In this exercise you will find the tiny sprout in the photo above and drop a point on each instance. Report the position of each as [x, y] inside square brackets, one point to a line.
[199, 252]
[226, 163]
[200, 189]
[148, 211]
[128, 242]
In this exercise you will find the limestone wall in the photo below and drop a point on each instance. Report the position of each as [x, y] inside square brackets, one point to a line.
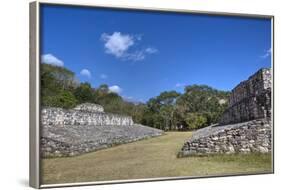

* * *

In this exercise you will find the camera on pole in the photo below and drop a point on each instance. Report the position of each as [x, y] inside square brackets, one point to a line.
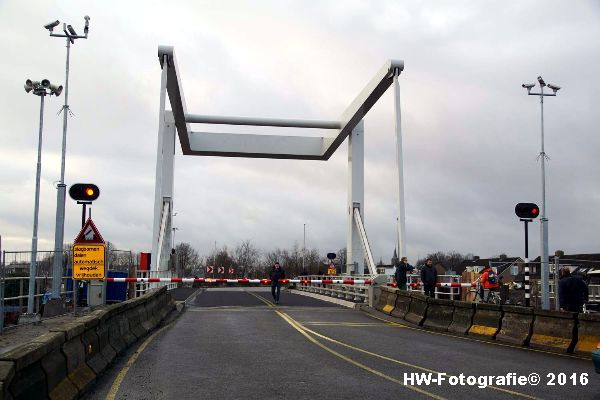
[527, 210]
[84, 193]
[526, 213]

*Task description*. Everything above from the line with "In this exercise you will find the tiny" to the line with "In this exercise you will find the limestone", both included, must be repeated exactly, and nothing outside that range.

*Exercise response*.
In this exercise you will find the tiny sprout in the photo above and drop a point on each instance. Report the position of each as [x, y] inside square brackets, one point to a line.
[199, 252]
[226, 163]
[200, 189]
[148, 211]
[128, 242]
In this exercise you will find the limestone wall in the photo below and drop a point on each instance. Report the position of each as [x, y] inside square brackets, one point to a line.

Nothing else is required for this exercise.